BEGIN RECORDED INFORMATION

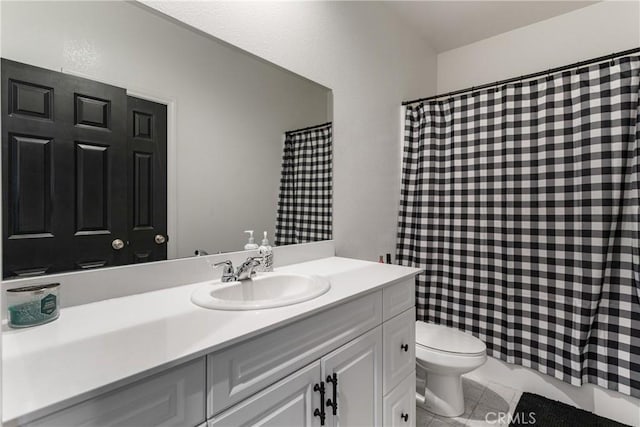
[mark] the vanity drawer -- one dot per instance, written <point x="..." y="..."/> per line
<point x="172" y="398"/>
<point x="399" y="406"/>
<point x="238" y="372"/>
<point x="399" y="338"/>
<point x="397" y="298"/>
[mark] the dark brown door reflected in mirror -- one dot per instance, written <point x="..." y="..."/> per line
<point x="84" y="185"/>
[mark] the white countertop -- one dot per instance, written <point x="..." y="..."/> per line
<point x="95" y="347"/>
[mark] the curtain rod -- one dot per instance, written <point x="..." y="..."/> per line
<point x="309" y="128"/>
<point x="528" y="76"/>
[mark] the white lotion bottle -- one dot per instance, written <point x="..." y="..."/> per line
<point x="266" y="252"/>
<point x="251" y="244"/>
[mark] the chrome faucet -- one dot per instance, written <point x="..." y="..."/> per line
<point x="245" y="271"/>
<point x="247" y="268"/>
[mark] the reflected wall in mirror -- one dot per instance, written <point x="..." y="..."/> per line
<point x="129" y="137"/>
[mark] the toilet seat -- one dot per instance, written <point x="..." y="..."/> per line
<point x="447" y="340"/>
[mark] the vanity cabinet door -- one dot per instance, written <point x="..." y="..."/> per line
<point x="400" y="404"/>
<point x="399" y="336"/>
<point x="288" y="403"/>
<point x="174" y="398"/>
<point x="358" y="369"/>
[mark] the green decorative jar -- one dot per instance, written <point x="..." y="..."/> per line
<point x="33" y="305"/>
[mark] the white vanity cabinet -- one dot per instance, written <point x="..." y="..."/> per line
<point x="372" y="366"/>
<point x="173" y="398"/>
<point x="306" y="398"/>
<point x="352" y="364"/>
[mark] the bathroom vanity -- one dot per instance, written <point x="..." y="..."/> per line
<point x="344" y="358"/>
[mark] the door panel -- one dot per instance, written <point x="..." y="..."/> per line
<point x="147" y="137"/>
<point x="358" y="366"/>
<point x="92" y="190"/>
<point x="29" y="166"/>
<point x="400" y="404"/>
<point x="288" y="403"/>
<point x="64" y="173"/>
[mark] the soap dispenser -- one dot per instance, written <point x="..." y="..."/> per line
<point x="251" y="244"/>
<point x="266" y="252"/>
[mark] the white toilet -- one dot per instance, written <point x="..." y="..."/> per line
<point x="443" y="354"/>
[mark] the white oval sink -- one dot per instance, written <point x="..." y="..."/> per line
<point x="265" y="290"/>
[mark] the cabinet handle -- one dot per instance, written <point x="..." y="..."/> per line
<point x="333" y="379"/>
<point x="320" y="412"/>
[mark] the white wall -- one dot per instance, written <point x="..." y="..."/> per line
<point x="586" y="33"/>
<point x="371" y="60"/>
<point x="231" y="108"/>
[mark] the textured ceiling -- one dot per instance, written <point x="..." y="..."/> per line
<point x="450" y="24"/>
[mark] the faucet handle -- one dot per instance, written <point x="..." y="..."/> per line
<point x="227" y="270"/>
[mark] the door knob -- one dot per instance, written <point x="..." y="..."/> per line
<point x="117" y="244"/>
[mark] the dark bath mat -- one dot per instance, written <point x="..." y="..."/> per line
<point x="550" y="413"/>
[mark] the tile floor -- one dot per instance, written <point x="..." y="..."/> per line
<point x="483" y="403"/>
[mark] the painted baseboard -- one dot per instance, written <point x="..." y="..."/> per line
<point x="600" y="401"/>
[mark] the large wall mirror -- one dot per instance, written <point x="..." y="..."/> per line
<point x="128" y="137"/>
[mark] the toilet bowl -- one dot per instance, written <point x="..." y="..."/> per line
<point x="443" y="355"/>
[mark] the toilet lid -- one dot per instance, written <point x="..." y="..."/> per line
<point x="444" y="338"/>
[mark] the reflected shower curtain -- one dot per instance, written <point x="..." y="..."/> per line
<point x="304" y="205"/>
<point x="521" y="203"/>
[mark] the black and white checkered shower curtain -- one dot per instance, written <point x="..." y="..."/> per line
<point x="304" y="206"/>
<point x="522" y="204"/>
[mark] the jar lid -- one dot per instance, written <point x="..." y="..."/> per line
<point x="34" y="288"/>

END RECORDED INFORMATION

EXERCISE DIRECTIONS: Put the items above, starting at the line containing "[mark] the black" and ending at the last item, into a two-column CSV with the headers text and answer. Give one row per item, with each value in a single quoted field and its line breaks replaced by spaces.

THE RESULT:
text,answer
"[mark] the black and white checkered shower curtain -- one dot per instance, written <point x=""..."" y=""...""/> per line","<point x=""304"" y=""206""/> <point x=""522"" y=""204""/>"
"[mark] the jar lid -- one dot per instance, written <point x=""..."" y=""...""/> per line","<point x=""34"" y=""288""/>"